## TEXT UNDER STUDY
==============================
Design and Evaluation of a Context-Aware Orchestration Framework for Vulnerability Prioritization in Financial Infrastructure
A.T. Meulien (TU Delft - Electrical Engineering, Mathematics and Computer Science)
G. Smaragdakis – Graduation committee member (TU Delft - Electrical Engineering, Mathematics and Computer Science)
K. Liang – Mentor (TU Delft - Electrical Engineering, Mathematics and Computer Science)
Jovan Aleksov – Mentor (ABN AMRO Bank N.V.)
Jérémie Decouchant – Graduation committee member (TU Delft - Electrical Engineering, Mathematics and Computer Science)
Rui Wang – Mentor
More Info
expand_more
Other than for strictly personal use, it is not permitted to download, forward or distribute the text or part of it, without the consent of the author(s) and/or copyright holder(s), unless the work is under an open content license such as Creative Commons.
Abstract
Vulnerability prioritization in financial infrastructure depends on both public vulnerability signals and organization-specific context, such as affected assets, ownership, exposure, compliance status, and remediation constraints. Generic LLM-based systems can help analysts summarize and explain such information, but their direct use in regulated security workflows raises concerns about grounding, traceability, reliability, and control.
==============================
## PROVIDED RECORDS

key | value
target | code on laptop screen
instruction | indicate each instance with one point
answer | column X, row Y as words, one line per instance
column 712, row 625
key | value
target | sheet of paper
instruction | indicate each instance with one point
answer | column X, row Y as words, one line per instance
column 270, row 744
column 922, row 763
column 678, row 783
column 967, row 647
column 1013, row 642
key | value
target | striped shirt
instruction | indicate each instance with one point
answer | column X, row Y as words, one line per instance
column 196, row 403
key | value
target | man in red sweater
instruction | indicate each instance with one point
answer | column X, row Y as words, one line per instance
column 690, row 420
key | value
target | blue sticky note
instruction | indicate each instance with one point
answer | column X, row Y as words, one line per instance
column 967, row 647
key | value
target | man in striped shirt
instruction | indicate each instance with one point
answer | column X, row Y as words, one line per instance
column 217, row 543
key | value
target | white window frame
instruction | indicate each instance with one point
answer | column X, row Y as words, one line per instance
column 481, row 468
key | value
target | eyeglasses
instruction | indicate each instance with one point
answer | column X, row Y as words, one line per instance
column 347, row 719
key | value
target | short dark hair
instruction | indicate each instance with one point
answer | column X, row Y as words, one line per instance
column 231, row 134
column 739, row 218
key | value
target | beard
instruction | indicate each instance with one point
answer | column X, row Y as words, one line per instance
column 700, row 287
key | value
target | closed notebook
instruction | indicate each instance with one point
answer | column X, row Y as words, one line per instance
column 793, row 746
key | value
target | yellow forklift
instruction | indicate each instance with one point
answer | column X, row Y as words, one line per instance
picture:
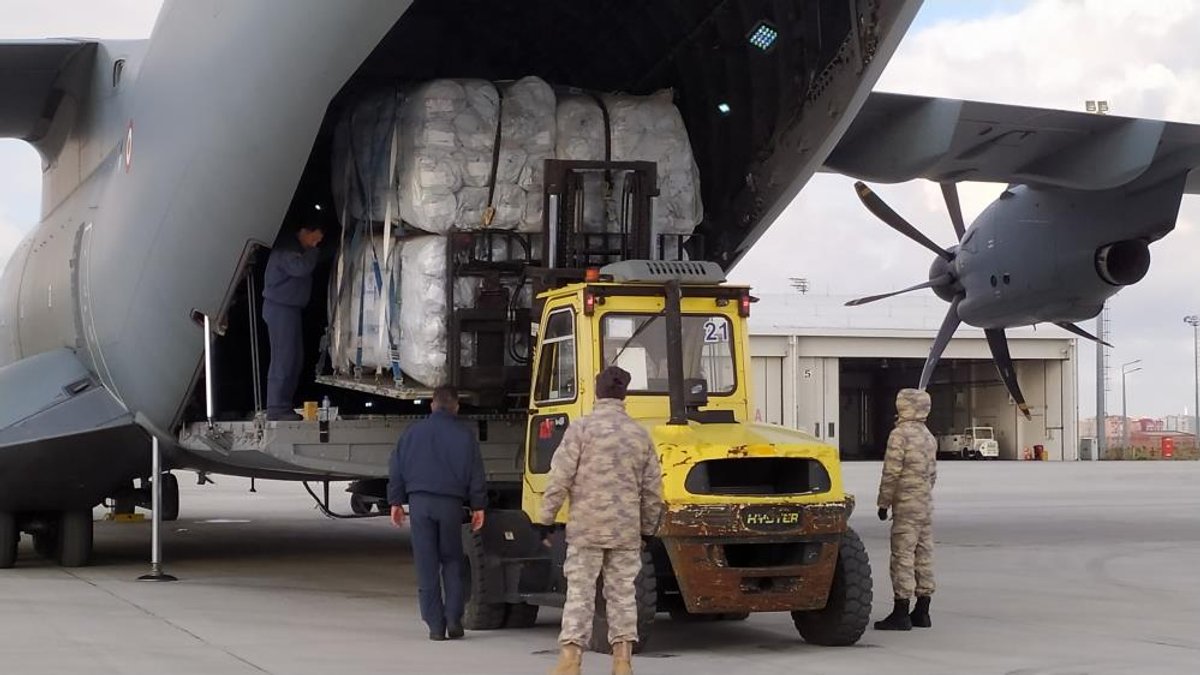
==============================
## TASKS TO PERFORM
(a) Answer these questions from the thesis page on vulnerability prioritization above, one answer per line.
(i) Which organization is listed beside Jovan Aleksov's name?
(ii) What role is given for K. Liang?
(iii) What concerns does the abstract say the direct use of generic LLM-based systems in regulated security workflows raises?
(b) Extend the abstract of the thesis on vulnerability prioritization in financial infrastructure, beginning after its final sentence.

## EXPECTED RESPONSES
(a)
(i) ABN AMRO Bank N.V.
(ii) Mentor
(iii) Grounding, traceability, reliability, and control

(b)
This thesis designs and evaluates a context-aware orchestration framework for LLM-supported vulnerability prioritization. The framework separates deterministic enterprise-data retrieval from LLM-based synthesis. For each analyst query, predefined workflows retrieve and join relevant vulnerability, asset, ownership, exposure, and compliance records, prune unnecessary metadata, and validate the generated output before presenting it as analyst-facing decision support.
The framework was evaluated against an autonomous-agent baseline in a controlled offline proof-of-concept environment using an approved static production-derived CSV snapshot from selected operational security systems. The benchmark covered 14 questions across three vulnerability-management use cases: contextual asset triage, risk justification, and remediation guidance. The parametric framework achieved a mean weighted accuracy of 98.4%, compared with 90.0% for the autonomous baseline, with the largest difference in contextual asset triage. It also consumed fewer tokens and showed less degradation under stochastic workflow noise.
The results suggest that constrained, context-aware orchestration can improve grounding, traceability, robustness, and operational efficiency for structured vulnerability-prioritization tasks. The findings should be interpreted as proof-of-concept evidence for the selected benchmark, not as evidence of production-scale deployment performance.